• _Reading text_:
________
If your significant other is going through the *whispers* change of life, then read on, this post is for you.

If she isn’t at this stage of life yet, read for future reference. You’ll thank me!

Jewellery

Steer clear of chokers if, like me, your beloved has acquired an extra chin. Or two.

Lingerie

Us women know how you men love to wander through the lingerie department on Christmas Eve. It adds a little frisson of excitement with the added bonus that you just might get your leg over this festive season if we neck down enough mulled wine. It is Christmas, after all!

Reality check..

The skimpy bits of string modelled by anorexic looking dummies will most likely not translate as well onto your other half’s posterior. Thongs (bum floss) should only be worn by those with a functioning bladder.

Perfume

You’ll still be in an hypnotic trance brought on by the sight of all those bras and knickers as you stray into the land of the orange people (the beauty section) whilst looking for the exit. The combined scents of the perfume section are just about to put you in a coma when you have a brainwave…

“I know, I’ll buy the light of my life her favorite perfume – the delicate floral one she’s worn for the last thirty years”

Alas, due to hormonal changes, that perfume now smells like fox piss and will continue to do so until her hormones settle down again.
________
[Natural-language object grounding data]
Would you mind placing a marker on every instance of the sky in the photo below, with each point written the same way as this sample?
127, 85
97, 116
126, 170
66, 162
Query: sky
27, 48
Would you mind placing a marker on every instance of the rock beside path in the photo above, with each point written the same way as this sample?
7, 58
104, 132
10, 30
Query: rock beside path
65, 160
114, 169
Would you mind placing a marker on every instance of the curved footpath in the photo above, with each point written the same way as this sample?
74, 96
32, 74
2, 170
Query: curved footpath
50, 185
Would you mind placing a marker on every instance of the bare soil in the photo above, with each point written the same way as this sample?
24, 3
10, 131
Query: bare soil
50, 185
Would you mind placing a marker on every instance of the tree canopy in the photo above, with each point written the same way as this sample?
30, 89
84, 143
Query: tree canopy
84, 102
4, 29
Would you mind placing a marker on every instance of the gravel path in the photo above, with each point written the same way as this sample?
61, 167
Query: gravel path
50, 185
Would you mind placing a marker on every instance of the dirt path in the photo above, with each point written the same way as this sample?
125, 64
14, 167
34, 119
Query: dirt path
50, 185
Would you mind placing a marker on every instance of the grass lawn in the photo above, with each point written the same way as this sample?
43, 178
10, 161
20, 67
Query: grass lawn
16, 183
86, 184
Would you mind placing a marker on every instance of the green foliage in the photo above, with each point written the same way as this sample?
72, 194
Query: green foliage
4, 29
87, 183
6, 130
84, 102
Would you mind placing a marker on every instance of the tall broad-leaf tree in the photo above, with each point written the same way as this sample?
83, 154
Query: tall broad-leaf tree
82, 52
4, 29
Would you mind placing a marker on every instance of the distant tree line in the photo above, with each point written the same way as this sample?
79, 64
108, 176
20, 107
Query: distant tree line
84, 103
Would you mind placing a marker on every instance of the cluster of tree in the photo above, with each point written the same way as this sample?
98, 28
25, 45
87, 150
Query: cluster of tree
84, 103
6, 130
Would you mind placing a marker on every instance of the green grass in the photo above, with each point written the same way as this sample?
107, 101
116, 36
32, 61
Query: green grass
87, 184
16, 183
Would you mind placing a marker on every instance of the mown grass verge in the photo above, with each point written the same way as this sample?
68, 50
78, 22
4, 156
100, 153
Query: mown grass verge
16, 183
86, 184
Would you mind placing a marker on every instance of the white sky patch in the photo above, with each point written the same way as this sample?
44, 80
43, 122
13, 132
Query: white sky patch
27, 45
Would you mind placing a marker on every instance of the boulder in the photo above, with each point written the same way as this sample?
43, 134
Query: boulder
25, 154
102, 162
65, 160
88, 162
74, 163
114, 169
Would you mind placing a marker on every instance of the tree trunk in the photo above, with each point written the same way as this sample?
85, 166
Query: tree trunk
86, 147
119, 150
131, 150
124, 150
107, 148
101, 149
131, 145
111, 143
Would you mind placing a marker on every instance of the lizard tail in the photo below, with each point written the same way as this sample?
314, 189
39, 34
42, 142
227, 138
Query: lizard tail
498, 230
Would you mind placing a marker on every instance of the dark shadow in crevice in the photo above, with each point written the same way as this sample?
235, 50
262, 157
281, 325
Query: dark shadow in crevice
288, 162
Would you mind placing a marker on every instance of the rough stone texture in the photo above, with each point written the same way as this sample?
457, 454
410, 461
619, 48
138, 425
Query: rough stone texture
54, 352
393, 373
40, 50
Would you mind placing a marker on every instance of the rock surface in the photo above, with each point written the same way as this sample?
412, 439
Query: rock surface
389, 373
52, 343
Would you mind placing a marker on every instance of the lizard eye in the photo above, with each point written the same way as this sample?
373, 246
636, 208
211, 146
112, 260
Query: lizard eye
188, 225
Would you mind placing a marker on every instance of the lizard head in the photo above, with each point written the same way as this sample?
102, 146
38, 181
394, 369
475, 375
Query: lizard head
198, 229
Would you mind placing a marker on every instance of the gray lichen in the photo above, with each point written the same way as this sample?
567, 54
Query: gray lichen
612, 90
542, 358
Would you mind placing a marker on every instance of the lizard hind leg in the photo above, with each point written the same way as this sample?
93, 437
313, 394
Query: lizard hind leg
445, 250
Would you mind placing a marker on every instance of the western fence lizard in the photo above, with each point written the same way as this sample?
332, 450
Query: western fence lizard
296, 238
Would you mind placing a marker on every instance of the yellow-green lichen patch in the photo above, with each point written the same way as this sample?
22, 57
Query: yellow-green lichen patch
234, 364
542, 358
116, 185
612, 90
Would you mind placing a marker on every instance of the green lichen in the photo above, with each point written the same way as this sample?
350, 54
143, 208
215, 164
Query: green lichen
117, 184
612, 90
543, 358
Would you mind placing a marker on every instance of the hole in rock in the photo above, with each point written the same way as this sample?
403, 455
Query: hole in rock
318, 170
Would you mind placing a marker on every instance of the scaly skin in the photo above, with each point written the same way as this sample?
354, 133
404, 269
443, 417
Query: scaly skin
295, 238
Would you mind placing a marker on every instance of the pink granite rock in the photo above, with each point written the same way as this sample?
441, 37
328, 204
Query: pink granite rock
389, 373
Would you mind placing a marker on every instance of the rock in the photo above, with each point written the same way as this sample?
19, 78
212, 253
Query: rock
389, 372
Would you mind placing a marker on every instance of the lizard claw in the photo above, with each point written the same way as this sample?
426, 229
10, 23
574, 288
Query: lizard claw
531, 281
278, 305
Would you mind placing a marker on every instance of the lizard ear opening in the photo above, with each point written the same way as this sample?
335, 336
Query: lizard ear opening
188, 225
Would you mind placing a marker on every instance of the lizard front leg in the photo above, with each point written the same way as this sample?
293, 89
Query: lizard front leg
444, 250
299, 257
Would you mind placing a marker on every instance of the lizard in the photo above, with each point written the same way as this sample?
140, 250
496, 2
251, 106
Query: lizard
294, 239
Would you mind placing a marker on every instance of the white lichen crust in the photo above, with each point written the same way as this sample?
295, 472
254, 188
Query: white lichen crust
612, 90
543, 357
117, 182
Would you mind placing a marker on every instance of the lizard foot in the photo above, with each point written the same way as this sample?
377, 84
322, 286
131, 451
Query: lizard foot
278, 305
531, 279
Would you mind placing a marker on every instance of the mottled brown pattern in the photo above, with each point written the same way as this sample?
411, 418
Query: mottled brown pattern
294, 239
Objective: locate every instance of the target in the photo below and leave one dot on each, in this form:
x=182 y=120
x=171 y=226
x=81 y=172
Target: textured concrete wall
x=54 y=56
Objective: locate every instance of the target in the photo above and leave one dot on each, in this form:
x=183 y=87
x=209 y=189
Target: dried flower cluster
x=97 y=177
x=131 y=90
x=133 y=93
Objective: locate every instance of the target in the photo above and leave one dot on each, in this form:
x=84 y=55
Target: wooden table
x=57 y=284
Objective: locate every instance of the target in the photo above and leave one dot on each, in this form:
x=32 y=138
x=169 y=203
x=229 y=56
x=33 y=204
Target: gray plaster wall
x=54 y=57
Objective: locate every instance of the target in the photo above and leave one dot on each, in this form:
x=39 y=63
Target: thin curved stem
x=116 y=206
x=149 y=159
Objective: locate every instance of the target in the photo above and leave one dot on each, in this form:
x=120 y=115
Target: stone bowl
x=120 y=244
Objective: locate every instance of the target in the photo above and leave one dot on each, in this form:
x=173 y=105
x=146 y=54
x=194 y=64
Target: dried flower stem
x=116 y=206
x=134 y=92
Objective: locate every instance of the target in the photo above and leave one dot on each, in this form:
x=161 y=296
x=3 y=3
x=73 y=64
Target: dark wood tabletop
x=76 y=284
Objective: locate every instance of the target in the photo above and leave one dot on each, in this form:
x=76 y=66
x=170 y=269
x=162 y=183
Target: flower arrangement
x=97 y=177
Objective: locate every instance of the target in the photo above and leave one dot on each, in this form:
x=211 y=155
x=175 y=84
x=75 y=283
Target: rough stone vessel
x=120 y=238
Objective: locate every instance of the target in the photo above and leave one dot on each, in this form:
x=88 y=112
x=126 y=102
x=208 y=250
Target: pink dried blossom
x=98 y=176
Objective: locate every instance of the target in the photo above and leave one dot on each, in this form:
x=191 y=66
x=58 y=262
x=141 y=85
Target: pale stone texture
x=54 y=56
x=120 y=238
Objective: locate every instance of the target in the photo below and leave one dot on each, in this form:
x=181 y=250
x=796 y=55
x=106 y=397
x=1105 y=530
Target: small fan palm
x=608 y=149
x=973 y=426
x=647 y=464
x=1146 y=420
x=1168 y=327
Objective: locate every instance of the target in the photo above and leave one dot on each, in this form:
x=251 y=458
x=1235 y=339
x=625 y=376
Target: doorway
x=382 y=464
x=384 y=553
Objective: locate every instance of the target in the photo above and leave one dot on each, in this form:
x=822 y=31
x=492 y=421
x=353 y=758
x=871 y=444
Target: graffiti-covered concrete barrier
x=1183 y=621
________
• _Exercise set_:
1 – For each statement, (a), (b) and (c), say whether it agrees with the gift-advice post, answering yes or no and quoting the words of the post that decide it.
(a) The post warns against chokers for a partner who has gained an extra chin.
(b) The post says thongs suit any woman.
(c) The post says the old favorite perfume will smell bad for good.
2 – Set down the passage of the gift-advice post starting with "Steer clear of" and going on through "Reality check..".
3 – Answer these questions from the gift-advice post.
(a) What name does the post give the beauty section?
(b) On what day does the post say men love to wander through the lingerie department?
(c) For how long has the partner worn the floral perfume, according to the imagined thought?
The rows are separate material and have no connection to the gift-advice post.

• _List of answers_:
1 –
(a) Yes: "Steer clear of chokers if, like me, your beloved has acquired an extra chin."
(b) No: "Thongs (bum floss) should only be worn by those with a functioning bladder."
(c) No: "will continue to do so until her hormones settle down again."

2 –
Steer clear of chokers if, like me, your beloved has acquired an extra chin. Or two.

Lingerie

Us women know how you men love to wander through the lingerie department on Christmas Eve. It adds a little frisson of excitement with the added bonus that you just might get your leg over this festive season if we neck down enough mulled wine. It is Christmas, after all!

Reality check..

3 –
(a) The land of the orange people.
(b) Christmas Eve.
(c) The last thirty years.